PARTS OF THE EXERCISE:
1. In the forum thread about a car that won't start after getting gas, what color is the purge valve?
2. Summarize the forum thread about a car that won't start after getting gas in two sentences.
3. Go on with the forum thread about a car that won't start after getting gas, picking up after its last post.

TEXT SHOWN:
■ ■ ■ ■

# car won't start after filling gas???



## tahoeman (Jun 30, 2007)

Has anybody experience can't start your touareg after filling up gas. The first time i thought I has a battery issue, but my mechanic say my battery was good. after a week of starting up with no problem. I filled up and car won't start again. Each time took about 10-20 mins of constant starting and shutting off. finally it barely starts and i step on the gas to get some extra juice. My mechanic and I are scratching out heads because there's no code fromt the car???? I will try and fill up next time with the car on, hopefully it doesn't shut off.


----------



## grohgreg (Jun 12, 2011)

Start with the cap, and work forward. If you know anybody else with a compatible VW, ask to borrow the gas cap for a minute to see if there might be something wrong with yours. It is after all, over 8 years old.

//greg//


----------



## 16vsilverstreak (Dec 5, 2001)

Check the purge valve, its under the hood, its on the right side (passenger) on a 03 Passat and 00 Golf. I've never replaced on a Touareg. It's around 100 bucks a the Stealer. Both cars above had the same problems, after fill up no immediate start. Problem did not return until next fill up. The purge valve has one electrical connection and two hose connections and is black in color.

■ ■ ■ ■

INFORMATION SHOWN:
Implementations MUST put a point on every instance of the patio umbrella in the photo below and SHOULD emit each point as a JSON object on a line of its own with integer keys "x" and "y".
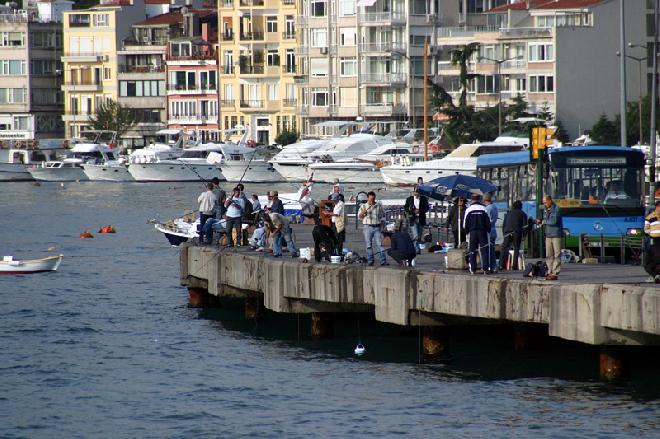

■ ■ ■ ■

THE RESULTS:
1. It is black.

2. A Touareg owner reports that the car fails to start after refueling and needs 10 to 20 minutes of repeated attempts, though the mechanic found the battery good and the car gives no code. Replies suggest first trying a gas cap borrowed from a compatible VW and checking the purge valve, since an '03 Passat and an '00 Golf had the same trouble after fill-ups.

3.
----------



## tahoeman (Jun 30, 2007)

i filled it up with the car running and is fine, but my check engine light came on. had it resetted, but came back on the other day. still not sure what's wrong. error coming up with EVAP?? any solutions


----------



## KKToureg (Sep 1, 2004)

*Car won't start after filling up*

I had a similar experience and had the primary and secondary fuel pumps replaced to fix the problem. I'm at 120K miles and had been driving for about 5K with the exhaust light on, filled up with gas and suddenly I couldn't keep the truck running and lurched the entire 2 miles home.


----------



## tahoeman (Jun 30, 2007)

I just had the fuel pumps replaced a couple of months ago. I ordered a gas cap to see if that will do the trick. will update very soon.


----------



## vwbugstuff (Mar 27, 2004)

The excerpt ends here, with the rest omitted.